Rewrite the items below, starting with the line that contains "Please pin the wrinkled" and going on through the end of the items, replacing "curled tail" with "bushy tail" and leaving everything else unchanged.

Record excerpts start

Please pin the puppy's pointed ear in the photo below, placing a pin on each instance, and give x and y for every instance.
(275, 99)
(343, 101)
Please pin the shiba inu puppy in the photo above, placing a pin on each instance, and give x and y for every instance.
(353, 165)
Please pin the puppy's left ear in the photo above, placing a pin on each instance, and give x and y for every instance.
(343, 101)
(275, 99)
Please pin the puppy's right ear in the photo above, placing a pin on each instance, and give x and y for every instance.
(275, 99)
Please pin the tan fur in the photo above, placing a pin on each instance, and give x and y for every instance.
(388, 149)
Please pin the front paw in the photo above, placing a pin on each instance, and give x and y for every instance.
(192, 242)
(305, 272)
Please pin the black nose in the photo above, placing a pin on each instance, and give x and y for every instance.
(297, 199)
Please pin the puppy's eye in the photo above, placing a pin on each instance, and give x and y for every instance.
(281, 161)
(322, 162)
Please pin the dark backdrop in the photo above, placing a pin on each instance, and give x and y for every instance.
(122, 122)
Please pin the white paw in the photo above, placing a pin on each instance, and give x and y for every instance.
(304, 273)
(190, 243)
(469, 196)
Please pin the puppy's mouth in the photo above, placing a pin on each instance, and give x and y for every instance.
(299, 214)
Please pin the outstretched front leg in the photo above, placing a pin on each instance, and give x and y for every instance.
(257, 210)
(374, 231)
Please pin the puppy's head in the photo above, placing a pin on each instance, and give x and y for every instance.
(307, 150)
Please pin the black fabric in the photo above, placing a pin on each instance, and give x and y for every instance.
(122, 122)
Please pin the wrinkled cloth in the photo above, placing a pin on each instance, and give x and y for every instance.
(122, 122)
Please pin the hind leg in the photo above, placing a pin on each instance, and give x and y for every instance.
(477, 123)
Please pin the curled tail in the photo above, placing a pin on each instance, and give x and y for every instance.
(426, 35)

Record excerpts end

> [Expected answer]:
Please pin the wrinkled cloth in the photo above, placing a pin on each instance, and give x and y for every instance.
(122, 122)
Please pin the hind leg in the photo above, placing a pin on each instance, and give x and y for every instance.
(477, 123)
Please pin the bushy tail in the photo above, placing a pin on each instance, and give x and y for every instance.
(426, 35)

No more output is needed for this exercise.